— START OF STORED DATA —

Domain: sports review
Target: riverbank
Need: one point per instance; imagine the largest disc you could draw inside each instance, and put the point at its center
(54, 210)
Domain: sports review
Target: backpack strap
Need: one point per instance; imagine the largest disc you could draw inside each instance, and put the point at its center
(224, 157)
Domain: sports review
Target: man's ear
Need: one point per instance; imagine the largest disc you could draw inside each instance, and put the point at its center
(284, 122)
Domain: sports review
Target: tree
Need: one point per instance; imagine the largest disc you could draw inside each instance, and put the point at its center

— END OF STORED DATA —

Please turn every line of the items above into a numbered list, leaving out any blank lines.

FULL SOLUTION =
1. Domain: sports review
2. Target: riverbank
3. Need: one point per instance; imagine the largest disc you could draw inside each instance, and put the point at its center
4. (54, 210)
5. Domain: sports review
6. Target: backpack strap
7. Need: one point per instance; imagine the largest disc you could draw inside each instance, and put the point at its center
8. (224, 157)
9. Domain: sports review
10. Target: man's ear
11. Need: one point per instance; imagine the largest disc you could draw inside each instance, and put the point at its center
12. (284, 122)
13. Domain: sports review
14. Target: tree
15. Need: one point per instance; imagine the largest disc you could draw inside each instance, and put the point at its center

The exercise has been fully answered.